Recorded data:
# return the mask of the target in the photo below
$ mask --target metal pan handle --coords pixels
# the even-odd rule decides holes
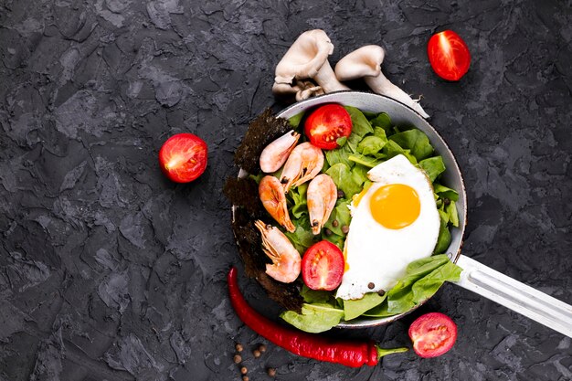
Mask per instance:
[[[572,337],[572,306],[463,255],[455,284],[484,296],[541,324]]]

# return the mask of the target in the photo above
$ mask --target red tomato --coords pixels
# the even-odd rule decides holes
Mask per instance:
[[[429,312],[409,327],[413,350],[420,357],[437,357],[449,351],[457,340],[457,324],[447,315]]]
[[[469,70],[469,48],[452,30],[433,35],[427,45],[427,55],[431,68],[443,79],[459,80]]]
[[[207,143],[192,133],[171,136],[159,151],[161,169],[175,183],[188,183],[207,168]]]
[[[336,140],[352,133],[352,118],[339,104],[325,104],[308,116],[304,132],[316,147],[333,150],[339,146]]]
[[[311,246],[302,259],[302,278],[312,290],[332,291],[344,275],[344,253],[332,242],[323,240]]]

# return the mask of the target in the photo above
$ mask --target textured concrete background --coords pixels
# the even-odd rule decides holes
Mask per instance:
[[[408,344],[440,311],[453,349],[372,368],[296,357],[235,316],[233,244],[221,188],[296,37],[323,28],[334,64],[364,44],[422,94],[456,153],[469,197],[464,253],[572,303],[572,12],[568,1],[0,1],[0,380],[570,380],[570,338],[446,285],[406,319],[336,332]],[[431,71],[426,44],[451,28],[472,63],[460,83]],[[157,152],[192,132],[209,145],[190,185]],[[259,286],[249,301],[275,315]]]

## Required work
Arrange every item above as a two-column CSV with the header input,output and one row per item. Put the item's text in the input field and its answer in the output field, quote each field, turn line breaks into spaces, and leave the pictures out.

## Exercise solution
input,output
"# return the mask of the target in the photo below $ mask --target metal pan handle --coords pixels # the even-odd rule decides holes Mask per instance:","[[[572,337],[572,306],[463,255],[455,284],[484,296],[541,324]]]"
"# return the mask of the target in the photo above $ mask --target red tomato --coords pixels # the even-odd rule decides holes Mask per instance:","[[[429,312],[409,327],[413,350],[420,357],[437,357],[449,351],[457,340],[457,324],[447,315]]] [[[469,70],[469,48],[452,30],[433,35],[427,45],[427,55],[431,68],[443,79],[459,80]]] [[[207,143],[192,133],[171,136],[159,151],[161,169],[175,183],[188,183],[207,168]]] [[[336,140],[352,133],[352,118],[339,104],[325,104],[308,116],[304,132],[316,147],[333,150],[339,146]]] [[[311,246],[302,259],[302,278],[312,290],[332,291],[344,275],[344,253],[332,242],[323,240]]]"
"# return the mask of the target in the photo above $ mask --target textured concrete background --coords pixels # the even-odd rule decides holes Mask per instance:","[[[408,344],[440,311],[453,349],[372,368],[296,357],[235,316],[233,244],[221,188],[296,37],[323,28],[334,64],[364,44],[422,94],[456,153],[469,197],[464,253],[572,303],[572,12],[568,1],[0,1],[0,380],[570,380],[570,338],[446,285],[406,319],[336,332]],[[431,71],[426,44],[451,28],[472,63],[460,83]],[[157,152],[192,132],[209,145],[190,185]],[[259,286],[249,301],[275,315]]]"